▸ **Exercise requirements**
Output the entries below word for word, stopping once the line containing "Query: row of small houses" is done, and omit each picture.
· · · · · · ·
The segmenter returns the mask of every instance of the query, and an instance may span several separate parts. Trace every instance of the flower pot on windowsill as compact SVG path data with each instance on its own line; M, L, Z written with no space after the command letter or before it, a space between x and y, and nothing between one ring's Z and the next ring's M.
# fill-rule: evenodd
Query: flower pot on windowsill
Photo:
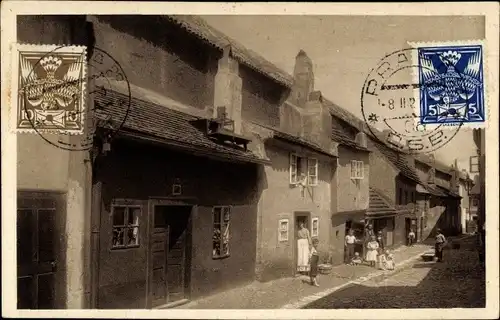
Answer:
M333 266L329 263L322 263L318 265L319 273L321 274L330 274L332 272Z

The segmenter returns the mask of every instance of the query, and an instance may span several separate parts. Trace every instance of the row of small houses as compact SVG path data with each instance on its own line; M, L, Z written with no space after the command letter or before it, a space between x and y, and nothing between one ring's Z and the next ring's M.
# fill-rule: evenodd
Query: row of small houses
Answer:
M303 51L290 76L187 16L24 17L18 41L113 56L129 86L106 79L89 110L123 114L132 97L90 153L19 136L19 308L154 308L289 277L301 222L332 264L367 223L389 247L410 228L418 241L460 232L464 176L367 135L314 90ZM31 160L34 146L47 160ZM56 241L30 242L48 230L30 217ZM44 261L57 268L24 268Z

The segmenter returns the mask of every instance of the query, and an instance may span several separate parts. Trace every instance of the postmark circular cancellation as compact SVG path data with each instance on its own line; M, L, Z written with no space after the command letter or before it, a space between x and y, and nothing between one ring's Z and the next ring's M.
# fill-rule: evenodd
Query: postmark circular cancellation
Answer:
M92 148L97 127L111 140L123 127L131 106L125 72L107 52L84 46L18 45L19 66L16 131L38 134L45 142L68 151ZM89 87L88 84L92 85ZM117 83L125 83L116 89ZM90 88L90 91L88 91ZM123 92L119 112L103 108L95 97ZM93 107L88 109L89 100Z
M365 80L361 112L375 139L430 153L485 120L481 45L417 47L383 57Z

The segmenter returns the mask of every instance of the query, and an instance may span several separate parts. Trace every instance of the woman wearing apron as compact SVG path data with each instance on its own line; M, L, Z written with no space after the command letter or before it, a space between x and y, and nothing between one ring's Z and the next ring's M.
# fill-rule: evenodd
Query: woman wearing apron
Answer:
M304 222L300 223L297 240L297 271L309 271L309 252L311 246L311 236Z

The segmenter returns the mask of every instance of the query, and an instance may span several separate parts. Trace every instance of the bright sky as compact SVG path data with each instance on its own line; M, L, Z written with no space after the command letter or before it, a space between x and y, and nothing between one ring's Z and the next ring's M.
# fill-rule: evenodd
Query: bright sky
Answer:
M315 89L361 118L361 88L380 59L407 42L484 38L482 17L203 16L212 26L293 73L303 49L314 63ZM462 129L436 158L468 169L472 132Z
· · · · · · ·
▸ **Answer space**
The segmenter returns the mask of every instance of the query, and an instance may span several separate parts. Trace every instance of the flower pot on windowsill as compact SVG path data with each instance on its own line; M, L, Z written with no space after the command letter or before it, a space between x and y, and nothing between one ring's Z and the next ring's M.
# fill-rule: evenodd
Query: flower pot on windowsill
Photo:
Answer:
M333 266L329 263L322 263L318 265L319 273L321 274L330 274L332 272Z

The segmenter returns the mask of every instance of the query, and an instance may span several separate parts. Trace every instance of the row of small houses as compact SVG path data with each instance on its own line; M, L, Z written with no space after the command letter or before it, a space between x and y, and nothing between one ring's Z and the next ring's M.
# fill-rule: evenodd
Query: row of small houses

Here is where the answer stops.